READING TEXT ->
NGO Letter to Biden Administration Expressing Profound Disappointment in Continued Violations of Refugee Law
Dear President Biden:
As the world marks the 70th anniversary of the Refugee Convention, our 178 faith-based, humanitarian, legal services, immigration, and human rights organizations write to express profound disappointment that your administration’s actions are undermining refugee protections globally and violating refugee law at home. We are gravely concerned that the administration issued a new order this week to continue to block and expel asylum-seeking families and adults to life-threatening dangers, is escalating the use of fundamentally flawed expedited removal, has massively increased detention of adults seeking protection, and continues to make statements that undermine the right to asylum.
We are horrified that your administration has embraced and doubled down on the Trump-era Title 42 policy by announcing it will use a new Centers for Disease Control and Prevention (CDC) order, which the Department of Homeland Security (DHS) is wielding to continue to block and expel families and adults seeking refugee protection in violation of U.S. refugee law. This order, like its predecessors, uses public health as a pretext to circumvent U.S. refugee laws and treaties. We urge that you immediately end this travesty.

EXTRACTED INFORMATION ->

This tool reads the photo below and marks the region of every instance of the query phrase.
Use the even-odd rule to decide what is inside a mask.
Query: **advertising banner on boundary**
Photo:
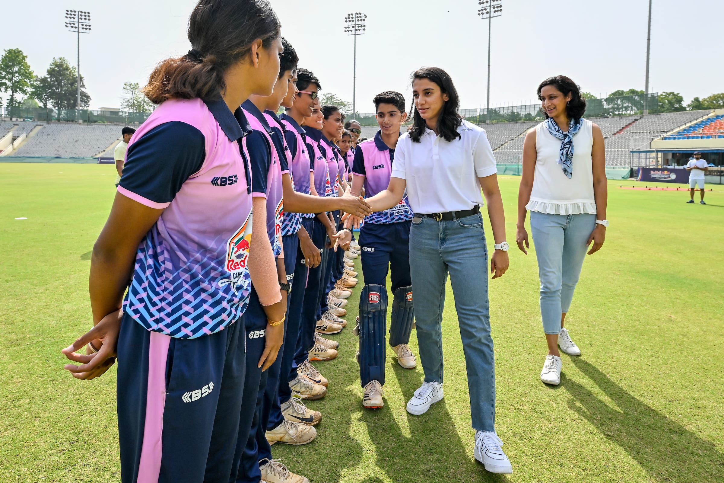
[[[689,184],[689,172],[683,168],[639,168],[636,181]]]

EXERCISES TO COMPLETE ->
1. According to the NGO letter, how many organizations wrote to President Biden?
2. Revise the passage of the NGO letter starting at "We are horrified" and ending at "end this travesty.", replacing "travesty" with "injustice".
3. Pick up the NGO letter to President Biden after its last sentence and carry it forward.

RESPONSES TO THE TASKS ->
1. 178 organizations wrote to President Biden.

2.
We are horrified that your administration has embraced and doubled down on the Trump-era Title 42 policy by announcing it will use a new Centers for Disease Control and Prevention (CDC) order, which the Department of Homeland Security (DHS) is wielding to continue to block and expel families and adults seeking refugee protection in violation of U.S. refugee law. This order, like its predecessors, uses public health as a pretext to circumvent U.S. refugee laws and treaties. We urge that you immediately end this injustice.

3.
Over the past six months, human rights researchers and journalists have identified over 3,200 kidnappings, torture, rape, and other attacks suffered by people expelled or blocked at the border under Title 42. Epidemiologists and public health experts have repeatedly denounced the Title 42 policy as lacking public health justification and actually threatening public health. They have urged your administration to adopt rational, science-based measures that protect public health and people seeking safety in the United States. The U.N. High Commissioner for Refugees has specifically called on the United States to “swiftly lift the public health-related asylum restrictions that remain in effect at the border and to restore access to asylum for the people whose lives depend on it, in line with international legal and human rights obligations.”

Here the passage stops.